Supplied text:
Norwegian journalist

Audhild Gregoriusdotter Rotevatn (born 9 May 1975) is a Norwegian journalist, television host, and radio presenter, who has worked for the Norwegian Broadcasting Corporation and the now defunct Kanal 24. She is known for her unusual name and consistent use of Nynorsk. She is CEO of Viti museums in Aalesund, Norway.

==Career==
Rotevatn started her journalistic career as an intern in Sunnmørsposten, followed by a short spell in Bergens Tidende. Having finished radio journalism studies at Volda University College, she began working for the Norwegian Broadcasting Corporation in 1999. Rotevatn was a news presenter in Dagsnytt and a sports anchor on NRK1. She moved to Kanal 24 in 2003, initially working as a news anchor. She eventually became news director. Following the ownership change in Kanal 24, Rotevatn left the radio channel and joined I&M Kommunikasjon, an advertising company, as a communications advisor. Rotevatn is also a regular columnist for Dag og Tid, Vårt Land, and Språknytt.

In 2009, the Arts Council Norway offered Rotevatn a position in the committee that evaluates newspapers for press support. Rotevatn was a member of the board of Dag og Tid at the time. After informing the Arts Council about the possible conflict of interest, she resigned from the Dag og Tid board, and accepted the committee position. Dag og Tid received a major increase in subsidy, and Rotevatn was criticized by Christian newspaper Norge IDAG, who lost press support after being assessed by the committee. The Arts Council maintained that there had been no conflict of interest since Rotevatn left the board of Dag og Tid before joining the committee.

In 2010 she became a board member of the Norwegian Broadcasting Corporation.

Supplied information:
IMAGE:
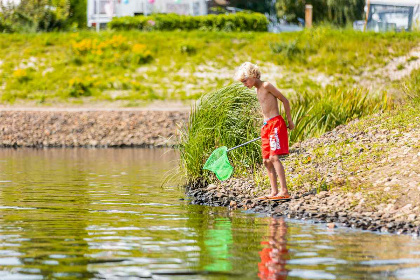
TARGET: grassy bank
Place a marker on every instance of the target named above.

What you will do:
a. According to the Rotevatn biography, why did the Arts Council hold that there had been no conflict of interest in her committee appointment?
b. Using the Rotevatn biography, mark each statement as yes or no and quote the words that decide it.
(i) Rotevatn began working for the Norwegian Broadcasting Corporation in 1999.
(ii) Rotevatn started at Kanal 24 as its news director.
(iii) Norge IDAG lost press support after the committee assessed it.
c. Write the next part of the biography of Audhild Rotevatn, picking up after its last sentence.

Responses in order:
a. The Arts Council said there was no conflict of interest because Rotevatn had left the board of Dag og Tid before she joined the committee that evaluates newspapers for press support.

b.
(i) Yes: "she began working for the Norwegian Broadcasting Corporation in 1999."
(ii) No: "She moved to Kanal 24 in 2003, initially working as a news anchor. She eventually became news director."
(iii) Yes: "Norge IDAG, who lost press support after being assessed by the committee."

c.
==Nynorsk advocacy==
As a journalist and presenter, Rotevatn is known for her consistent use of Nynorsk, for which she received Kringkastingsprisen in 2004. She considers Nynorsk an essential part of the future of the Norwegian language, and frequently participates in the Norwegian language debate. "One should take the language conflict seriously ... many feel discriminated because they are not allowed to write in their own language", she remarked in an interview. During her studies at the University of Oslo, she was required to write her undergraduate thesis in political science in Bokmål, but wrote it in Nynorsk anyway. Rotevatn has criticized the Oslo newspapers, particularly Aftenposten, for not using Nynorsk. "They should be more conscious of their power and their responsibility," she said. Rotevatn received "Alf Helleviks mediemålpris", awarded by Det Norske Samlaget, in 2005.

==Personal life==
Rotevatn is well known for her unusual name. She was the first member of her family not to be christened "Gregoriusdotter", but added the middle name later to uphold the tradition. In 2001, the word "huglaug" (fan club) was acknowledged as a neologism by the Norwegian Language Council. The word was coined by "Audhild Gregoriusdotter Rotevatn sitt huglaug", Rotevatn's fan club. "It's great that neologisms can come from Nynorsk. Maybe huglaug could mark the beginning of a small revolution", Rotevatn remarked.

Rotevatn is married to Tormod Utne, news director of Sunnmørsposten, and former director-in-chief of Nettavisen. They have three children.